**GIVEN DATA**
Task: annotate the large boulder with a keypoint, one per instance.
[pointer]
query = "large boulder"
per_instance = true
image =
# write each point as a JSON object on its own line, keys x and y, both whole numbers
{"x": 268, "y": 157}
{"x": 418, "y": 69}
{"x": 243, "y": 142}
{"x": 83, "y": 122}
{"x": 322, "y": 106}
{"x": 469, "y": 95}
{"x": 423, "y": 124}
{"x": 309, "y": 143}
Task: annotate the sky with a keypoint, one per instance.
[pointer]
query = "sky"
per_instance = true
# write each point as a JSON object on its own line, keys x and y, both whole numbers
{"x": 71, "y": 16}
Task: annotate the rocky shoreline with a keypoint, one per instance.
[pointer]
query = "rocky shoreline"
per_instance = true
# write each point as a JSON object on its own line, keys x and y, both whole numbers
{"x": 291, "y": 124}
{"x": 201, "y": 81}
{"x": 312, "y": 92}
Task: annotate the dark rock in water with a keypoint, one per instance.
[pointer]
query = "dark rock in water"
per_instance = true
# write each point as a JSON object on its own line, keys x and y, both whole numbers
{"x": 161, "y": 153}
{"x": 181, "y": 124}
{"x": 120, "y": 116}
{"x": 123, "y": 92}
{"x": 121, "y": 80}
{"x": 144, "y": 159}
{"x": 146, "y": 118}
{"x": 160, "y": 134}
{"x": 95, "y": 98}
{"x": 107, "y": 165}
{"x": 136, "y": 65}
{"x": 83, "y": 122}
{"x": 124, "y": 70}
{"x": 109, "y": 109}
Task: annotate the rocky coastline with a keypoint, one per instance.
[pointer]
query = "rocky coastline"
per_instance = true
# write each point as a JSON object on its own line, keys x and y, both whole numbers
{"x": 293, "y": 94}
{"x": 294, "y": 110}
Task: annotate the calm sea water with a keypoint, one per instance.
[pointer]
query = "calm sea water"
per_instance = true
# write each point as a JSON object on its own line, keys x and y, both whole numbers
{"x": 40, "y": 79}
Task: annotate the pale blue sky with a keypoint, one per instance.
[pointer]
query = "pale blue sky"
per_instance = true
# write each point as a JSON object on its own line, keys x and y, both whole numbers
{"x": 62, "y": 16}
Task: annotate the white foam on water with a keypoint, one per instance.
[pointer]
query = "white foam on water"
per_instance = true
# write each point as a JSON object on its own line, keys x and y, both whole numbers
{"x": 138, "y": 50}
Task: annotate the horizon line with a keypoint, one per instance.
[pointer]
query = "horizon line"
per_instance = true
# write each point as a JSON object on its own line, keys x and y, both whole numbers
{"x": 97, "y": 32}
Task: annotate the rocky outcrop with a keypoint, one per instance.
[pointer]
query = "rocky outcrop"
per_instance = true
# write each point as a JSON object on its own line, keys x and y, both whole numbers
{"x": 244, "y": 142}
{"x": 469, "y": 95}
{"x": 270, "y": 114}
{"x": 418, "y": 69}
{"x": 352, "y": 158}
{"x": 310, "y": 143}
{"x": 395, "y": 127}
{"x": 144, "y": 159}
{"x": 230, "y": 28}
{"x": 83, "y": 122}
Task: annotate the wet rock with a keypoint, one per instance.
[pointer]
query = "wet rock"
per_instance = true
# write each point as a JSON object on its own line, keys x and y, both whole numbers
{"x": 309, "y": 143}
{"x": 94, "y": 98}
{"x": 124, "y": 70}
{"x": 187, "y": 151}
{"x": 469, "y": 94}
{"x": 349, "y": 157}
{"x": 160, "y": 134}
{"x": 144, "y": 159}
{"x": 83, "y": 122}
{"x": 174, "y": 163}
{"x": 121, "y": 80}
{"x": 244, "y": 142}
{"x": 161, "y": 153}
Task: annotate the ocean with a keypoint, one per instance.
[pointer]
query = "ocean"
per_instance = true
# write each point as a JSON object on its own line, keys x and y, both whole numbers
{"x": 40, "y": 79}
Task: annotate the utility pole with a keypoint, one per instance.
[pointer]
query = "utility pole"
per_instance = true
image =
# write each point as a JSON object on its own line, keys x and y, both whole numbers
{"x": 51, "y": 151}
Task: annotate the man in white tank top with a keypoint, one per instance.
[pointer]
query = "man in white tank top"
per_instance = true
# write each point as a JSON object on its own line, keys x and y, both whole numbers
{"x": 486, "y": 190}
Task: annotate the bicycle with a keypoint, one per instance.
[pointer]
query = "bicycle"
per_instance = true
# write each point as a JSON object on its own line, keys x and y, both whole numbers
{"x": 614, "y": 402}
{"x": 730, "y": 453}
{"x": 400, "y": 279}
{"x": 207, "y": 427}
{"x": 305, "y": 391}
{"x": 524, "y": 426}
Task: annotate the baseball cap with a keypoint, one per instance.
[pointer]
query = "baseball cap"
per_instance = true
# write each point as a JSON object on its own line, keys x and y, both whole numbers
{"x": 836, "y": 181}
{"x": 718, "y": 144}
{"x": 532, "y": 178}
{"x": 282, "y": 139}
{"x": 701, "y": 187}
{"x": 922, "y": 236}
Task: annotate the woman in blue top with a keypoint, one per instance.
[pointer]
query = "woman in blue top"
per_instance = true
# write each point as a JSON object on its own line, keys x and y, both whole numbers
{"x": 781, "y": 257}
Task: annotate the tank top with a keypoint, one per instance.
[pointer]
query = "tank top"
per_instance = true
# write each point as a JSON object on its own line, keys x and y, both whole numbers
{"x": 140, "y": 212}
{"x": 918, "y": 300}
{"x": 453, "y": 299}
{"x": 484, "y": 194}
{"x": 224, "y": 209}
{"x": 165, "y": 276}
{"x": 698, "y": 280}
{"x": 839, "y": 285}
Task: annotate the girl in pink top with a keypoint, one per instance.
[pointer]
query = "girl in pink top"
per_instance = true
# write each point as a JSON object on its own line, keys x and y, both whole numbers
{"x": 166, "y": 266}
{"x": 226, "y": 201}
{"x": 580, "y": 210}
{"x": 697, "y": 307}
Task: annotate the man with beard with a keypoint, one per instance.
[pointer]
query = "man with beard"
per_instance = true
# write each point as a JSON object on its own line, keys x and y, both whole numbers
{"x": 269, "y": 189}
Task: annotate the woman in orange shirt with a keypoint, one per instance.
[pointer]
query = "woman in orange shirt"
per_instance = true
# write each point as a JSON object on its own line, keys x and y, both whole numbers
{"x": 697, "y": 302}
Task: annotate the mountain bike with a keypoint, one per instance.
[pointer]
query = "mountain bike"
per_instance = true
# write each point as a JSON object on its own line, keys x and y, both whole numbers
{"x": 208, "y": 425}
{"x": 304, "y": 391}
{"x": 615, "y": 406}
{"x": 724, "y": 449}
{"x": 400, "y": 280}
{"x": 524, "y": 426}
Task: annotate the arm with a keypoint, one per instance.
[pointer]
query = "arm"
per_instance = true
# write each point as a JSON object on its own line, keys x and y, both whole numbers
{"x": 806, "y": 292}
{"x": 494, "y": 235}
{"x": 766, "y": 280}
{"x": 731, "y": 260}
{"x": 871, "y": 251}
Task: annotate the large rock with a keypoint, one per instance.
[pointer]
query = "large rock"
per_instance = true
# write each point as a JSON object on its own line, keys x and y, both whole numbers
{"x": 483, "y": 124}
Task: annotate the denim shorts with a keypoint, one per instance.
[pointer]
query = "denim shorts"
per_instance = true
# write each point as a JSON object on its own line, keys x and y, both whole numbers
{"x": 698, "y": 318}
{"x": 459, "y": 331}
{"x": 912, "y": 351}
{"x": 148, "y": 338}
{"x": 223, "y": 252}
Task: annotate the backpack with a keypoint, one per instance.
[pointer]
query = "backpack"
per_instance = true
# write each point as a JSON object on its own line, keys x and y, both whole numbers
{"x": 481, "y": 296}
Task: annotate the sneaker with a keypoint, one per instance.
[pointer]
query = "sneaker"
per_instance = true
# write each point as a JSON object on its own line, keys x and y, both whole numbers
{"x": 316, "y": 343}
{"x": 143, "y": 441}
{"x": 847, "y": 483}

**EXERCISE**
Produce an exact repeat of the lines from the one containing "Task: annotate the backpack" through the last line of the data, and nothing more.

**SOLUTION FOR THIS EXERCISE**
Task: annotate the backpack with a keypoint, one per instance.
[pointer]
query = "backpack"
per_instance = true
# write each point as a JSON object on its own line, keys x and y, both whole numbers
{"x": 481, "y": 296}
Task: annotate the sneaker with a keypoint, one per instance.
[pointer]
query = "sneaker"
per_instance = true
# write each point as a JSON object on its own line, keys x and y, both whole numbers
{"x": 316, "y": 343}
{"x": 143, "y": 441}
{"x": 847, "y": 483}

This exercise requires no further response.